==== Information shown ====

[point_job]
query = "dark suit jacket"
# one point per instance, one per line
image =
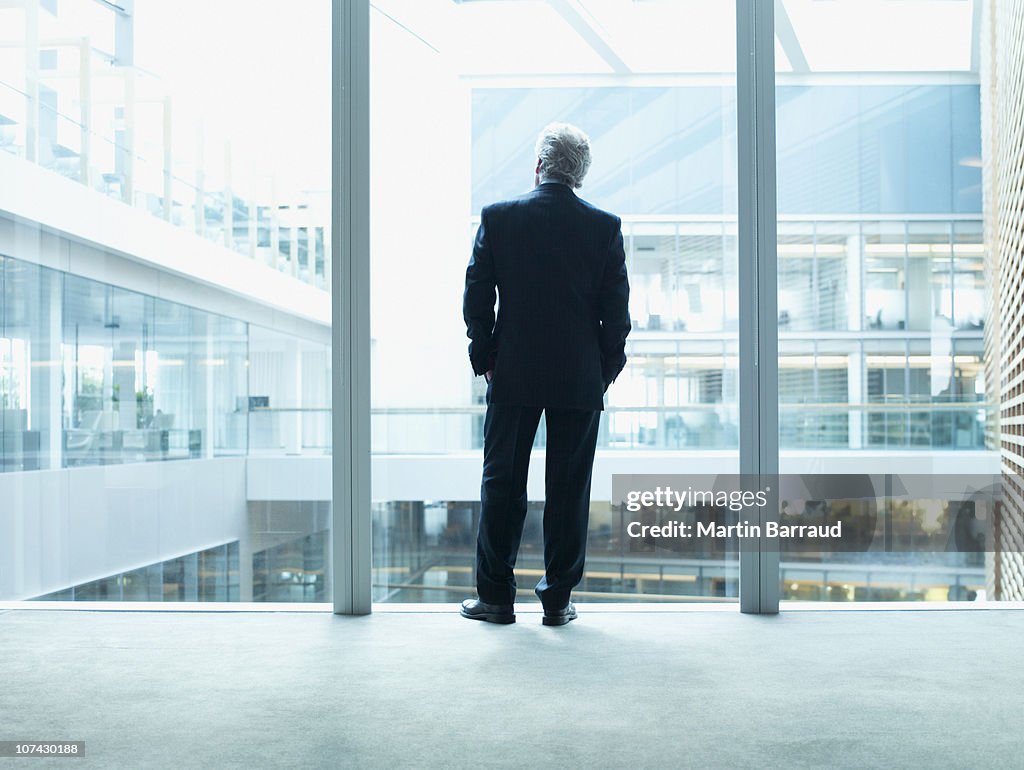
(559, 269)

====
==== Information shown ====

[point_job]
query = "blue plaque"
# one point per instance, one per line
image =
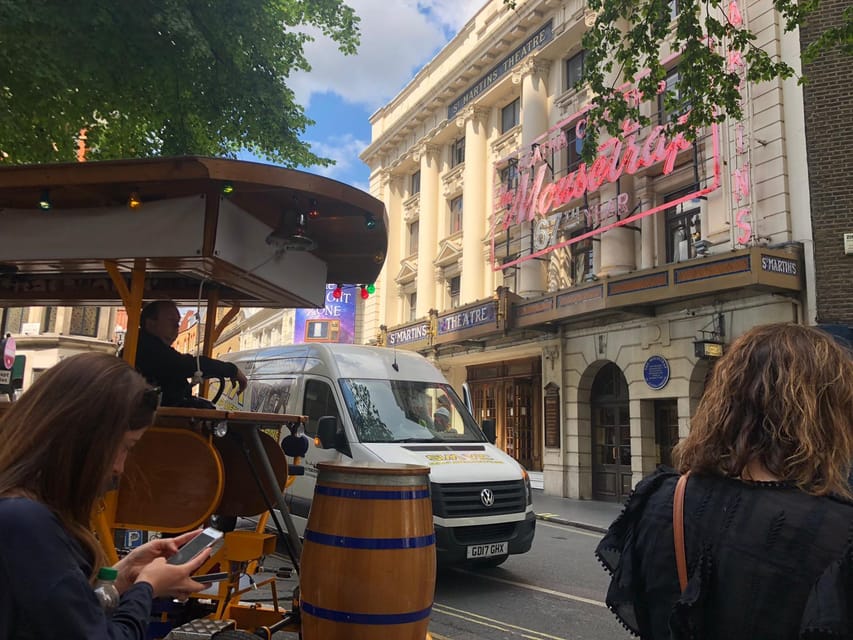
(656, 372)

====
==== Information shown ====

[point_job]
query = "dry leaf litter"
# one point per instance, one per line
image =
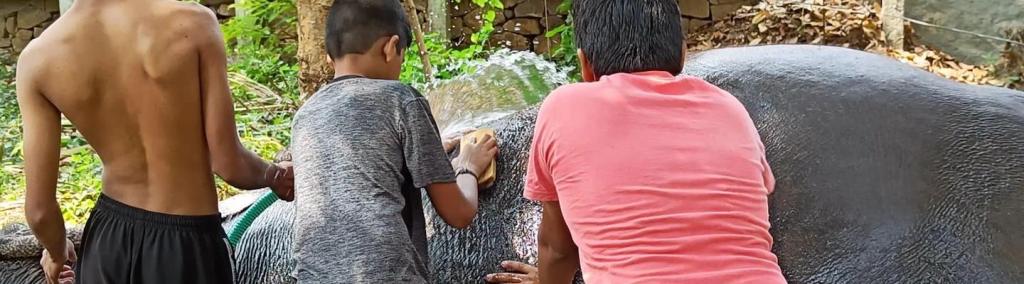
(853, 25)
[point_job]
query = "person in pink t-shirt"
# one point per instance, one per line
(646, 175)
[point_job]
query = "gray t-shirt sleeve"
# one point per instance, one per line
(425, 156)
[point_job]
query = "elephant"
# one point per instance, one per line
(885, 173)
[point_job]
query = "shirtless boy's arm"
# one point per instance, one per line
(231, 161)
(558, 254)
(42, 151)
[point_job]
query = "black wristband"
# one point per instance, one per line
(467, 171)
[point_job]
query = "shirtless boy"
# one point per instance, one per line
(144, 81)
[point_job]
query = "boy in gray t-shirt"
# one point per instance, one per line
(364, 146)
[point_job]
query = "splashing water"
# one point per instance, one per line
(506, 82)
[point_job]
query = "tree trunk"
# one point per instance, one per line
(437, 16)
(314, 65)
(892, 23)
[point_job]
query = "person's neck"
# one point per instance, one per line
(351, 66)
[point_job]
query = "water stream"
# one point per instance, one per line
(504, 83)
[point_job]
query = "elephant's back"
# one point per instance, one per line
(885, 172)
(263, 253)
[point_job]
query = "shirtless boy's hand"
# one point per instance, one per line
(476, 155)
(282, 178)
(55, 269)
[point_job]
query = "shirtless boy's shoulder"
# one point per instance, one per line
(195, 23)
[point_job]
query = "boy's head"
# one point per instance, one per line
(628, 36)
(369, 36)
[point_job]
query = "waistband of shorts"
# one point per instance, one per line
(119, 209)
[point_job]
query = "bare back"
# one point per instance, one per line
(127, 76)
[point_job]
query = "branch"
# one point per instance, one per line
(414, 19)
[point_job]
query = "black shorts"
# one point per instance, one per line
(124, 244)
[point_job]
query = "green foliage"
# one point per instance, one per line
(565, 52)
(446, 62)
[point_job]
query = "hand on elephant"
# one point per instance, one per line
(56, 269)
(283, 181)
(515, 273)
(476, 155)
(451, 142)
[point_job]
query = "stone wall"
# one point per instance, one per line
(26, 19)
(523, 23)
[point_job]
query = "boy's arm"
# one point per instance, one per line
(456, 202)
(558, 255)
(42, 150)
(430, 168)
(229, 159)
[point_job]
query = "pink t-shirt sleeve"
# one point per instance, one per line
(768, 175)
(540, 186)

====

• **Task prompt**
Display each line of the listing above that contains the string "pink".

• **Response**
query = "person in pink t-shirt"
query = "pink t-shirt sleeve"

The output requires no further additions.